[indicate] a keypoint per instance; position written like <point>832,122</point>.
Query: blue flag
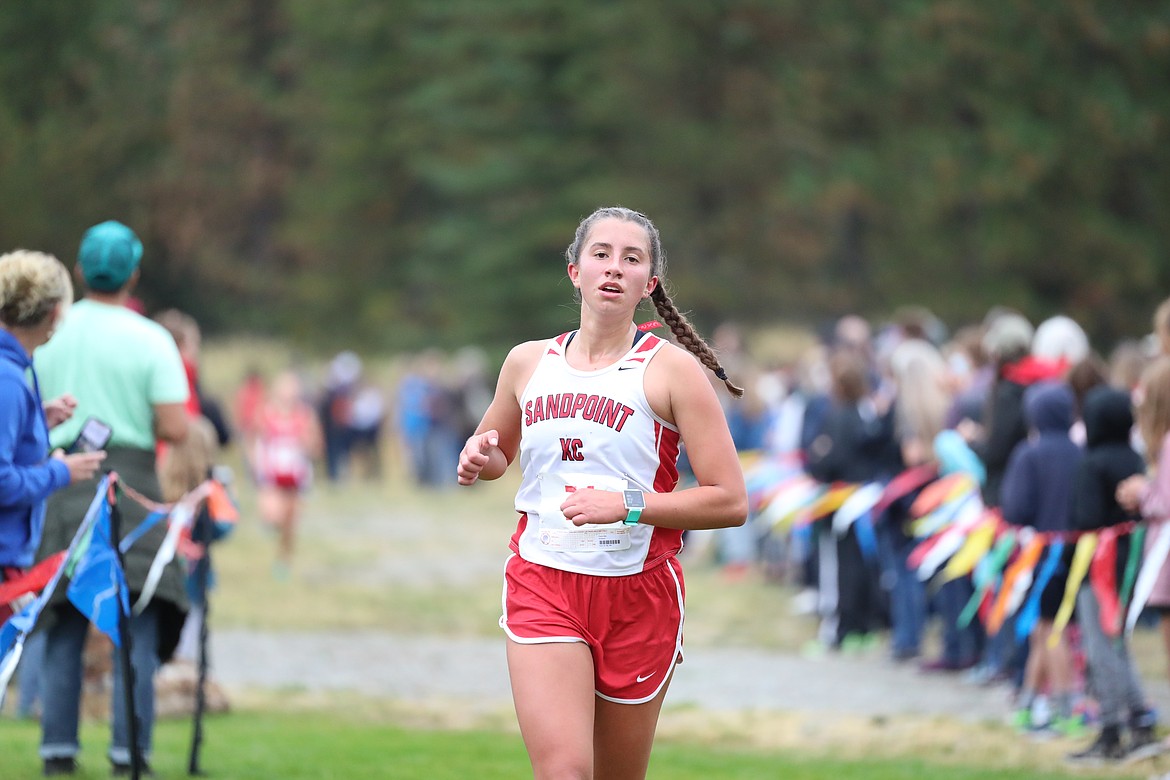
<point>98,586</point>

==

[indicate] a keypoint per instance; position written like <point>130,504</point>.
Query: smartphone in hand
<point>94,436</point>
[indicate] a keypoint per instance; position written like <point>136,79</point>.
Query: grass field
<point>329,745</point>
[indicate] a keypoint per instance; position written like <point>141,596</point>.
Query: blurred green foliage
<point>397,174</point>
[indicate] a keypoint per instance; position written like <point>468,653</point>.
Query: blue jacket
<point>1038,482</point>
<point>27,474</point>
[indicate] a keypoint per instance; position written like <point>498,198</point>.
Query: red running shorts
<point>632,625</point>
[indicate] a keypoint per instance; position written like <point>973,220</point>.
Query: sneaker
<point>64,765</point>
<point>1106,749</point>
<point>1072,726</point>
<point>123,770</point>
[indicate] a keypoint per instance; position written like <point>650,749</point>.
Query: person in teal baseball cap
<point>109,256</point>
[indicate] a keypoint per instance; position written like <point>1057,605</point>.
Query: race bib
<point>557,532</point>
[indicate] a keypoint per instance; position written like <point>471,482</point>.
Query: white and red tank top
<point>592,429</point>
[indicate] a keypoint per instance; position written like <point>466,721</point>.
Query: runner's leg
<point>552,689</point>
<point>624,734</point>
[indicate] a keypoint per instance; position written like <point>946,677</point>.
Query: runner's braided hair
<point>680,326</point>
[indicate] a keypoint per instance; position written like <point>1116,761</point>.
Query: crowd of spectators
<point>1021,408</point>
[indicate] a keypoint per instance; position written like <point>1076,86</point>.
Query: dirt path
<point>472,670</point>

--

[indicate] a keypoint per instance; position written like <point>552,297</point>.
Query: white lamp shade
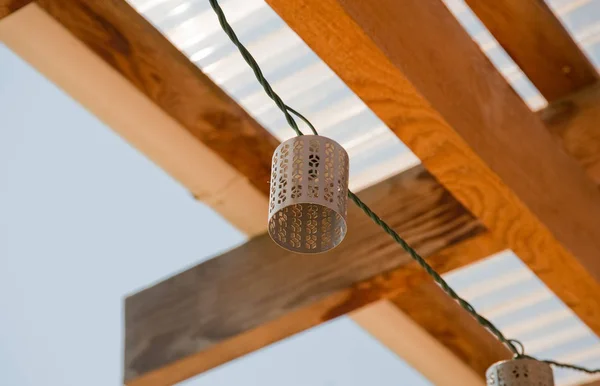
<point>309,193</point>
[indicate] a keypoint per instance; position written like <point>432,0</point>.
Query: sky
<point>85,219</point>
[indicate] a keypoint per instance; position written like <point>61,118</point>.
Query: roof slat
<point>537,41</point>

> [INSTRUCTION] Return, word for word, everything in the data from the line containing "written like <point>141,596</point>." down to the line containing "<point>557,532</point>", with both of those lines included.

> [TASK OUTPUT]
[indicate] a keypoint per instance; position written like <point>141,596</point>.
Query: blurred green foliage
<point>397,174</point>
[indicate] a keypoint per instance; position written like <point>468,653</point>.
Query: blue jacket
<point>1038,482</point>
<point>27,474</point>
[indicate] a keypoint per instance; position written like <point>498,198</point>.
Query: red running shorts
<point>632,625</point>
[indicate] a keypoint per instance; position written like <point>973,220</point>.
Query: sneaker
<point>64,765</point>
<point>1106,749</point>
<point>1072,726</point>
<point>123,770</point>
[indicate] a keypoint per instance; position written like <point>650,749</point>.
Query: person in teal baseball cap
<point>109,256</point>
[indicate] a keypoint per instance; position written like <point>1057,605</point>.
Query: race bib
<point>557,532</point>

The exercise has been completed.